TASK INSTRUCTIONS: Copy the lines from the listing below word for word, starting with the line that contains "Target: train side window" and ending after the line that contains "POLYGON ((75 38, 75".

DATASET RECORDS:
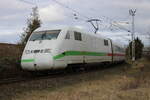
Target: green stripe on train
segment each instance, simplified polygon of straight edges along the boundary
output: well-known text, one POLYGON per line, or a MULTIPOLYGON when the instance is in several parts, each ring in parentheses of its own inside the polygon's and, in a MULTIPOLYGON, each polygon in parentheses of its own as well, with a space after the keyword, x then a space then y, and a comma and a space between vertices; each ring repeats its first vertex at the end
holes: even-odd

==

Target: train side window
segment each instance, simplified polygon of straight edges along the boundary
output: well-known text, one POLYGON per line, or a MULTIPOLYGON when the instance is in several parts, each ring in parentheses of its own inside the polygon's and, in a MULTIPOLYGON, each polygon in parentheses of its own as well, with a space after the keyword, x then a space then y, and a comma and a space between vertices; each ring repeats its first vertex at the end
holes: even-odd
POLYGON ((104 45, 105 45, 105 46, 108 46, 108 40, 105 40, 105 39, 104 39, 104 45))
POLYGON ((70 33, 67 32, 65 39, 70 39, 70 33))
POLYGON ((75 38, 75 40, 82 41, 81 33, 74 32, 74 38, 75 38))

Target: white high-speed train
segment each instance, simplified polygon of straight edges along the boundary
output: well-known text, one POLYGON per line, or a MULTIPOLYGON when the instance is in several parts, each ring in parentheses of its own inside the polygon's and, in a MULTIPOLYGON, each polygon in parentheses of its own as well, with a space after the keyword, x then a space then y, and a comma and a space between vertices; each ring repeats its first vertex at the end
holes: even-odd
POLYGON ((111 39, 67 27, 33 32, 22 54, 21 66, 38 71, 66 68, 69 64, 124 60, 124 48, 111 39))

...

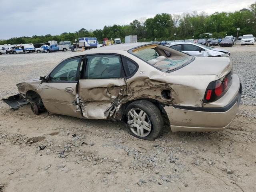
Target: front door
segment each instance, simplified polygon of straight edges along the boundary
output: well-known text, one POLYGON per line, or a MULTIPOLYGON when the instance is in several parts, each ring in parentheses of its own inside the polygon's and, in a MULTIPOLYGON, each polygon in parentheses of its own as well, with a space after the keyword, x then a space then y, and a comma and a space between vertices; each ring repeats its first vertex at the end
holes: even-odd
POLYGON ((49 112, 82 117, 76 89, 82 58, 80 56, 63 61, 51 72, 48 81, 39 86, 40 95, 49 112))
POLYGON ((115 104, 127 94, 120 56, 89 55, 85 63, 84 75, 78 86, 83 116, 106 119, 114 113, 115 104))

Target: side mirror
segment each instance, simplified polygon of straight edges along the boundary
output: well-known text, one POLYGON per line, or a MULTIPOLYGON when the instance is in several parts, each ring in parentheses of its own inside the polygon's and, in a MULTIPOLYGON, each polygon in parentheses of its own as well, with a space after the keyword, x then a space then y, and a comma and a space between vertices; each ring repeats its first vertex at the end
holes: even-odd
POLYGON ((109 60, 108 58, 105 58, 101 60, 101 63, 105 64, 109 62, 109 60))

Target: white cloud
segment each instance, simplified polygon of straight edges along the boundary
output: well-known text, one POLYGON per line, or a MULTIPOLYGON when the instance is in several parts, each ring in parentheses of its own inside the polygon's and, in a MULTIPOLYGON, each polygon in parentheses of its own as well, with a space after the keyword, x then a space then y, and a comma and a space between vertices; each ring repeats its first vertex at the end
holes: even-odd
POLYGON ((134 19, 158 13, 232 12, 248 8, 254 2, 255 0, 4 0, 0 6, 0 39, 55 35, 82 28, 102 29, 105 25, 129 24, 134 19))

SOLUTION:
Target: train side window
segment each instance, simplified polygon of straight edges along the boundary
output: well-known text, one POLYGON per line, or a MULTIPOLYGON when the instance is in several parts, each ring in parentheses of its own inside the polygon's and, in a MULTIPOLYGON, each polygon in parentheses of its own as well, with a space after the keyword, x then a space then y, and a comma and a space between vertices; each ring repeats its first vertex at the end
holes: even-odd
POLYGON ((104 45, 105 45, 105 46, 108 46, 108 40, 105 40, 105 39, 104 39, 104 45))
POLYGON ((70 33, 67 32, 65 39, 70 39, 70 33))
POLYGON ((75 38, 75 40, 82 41, 81 33, 74 32, 74 38, 75 38))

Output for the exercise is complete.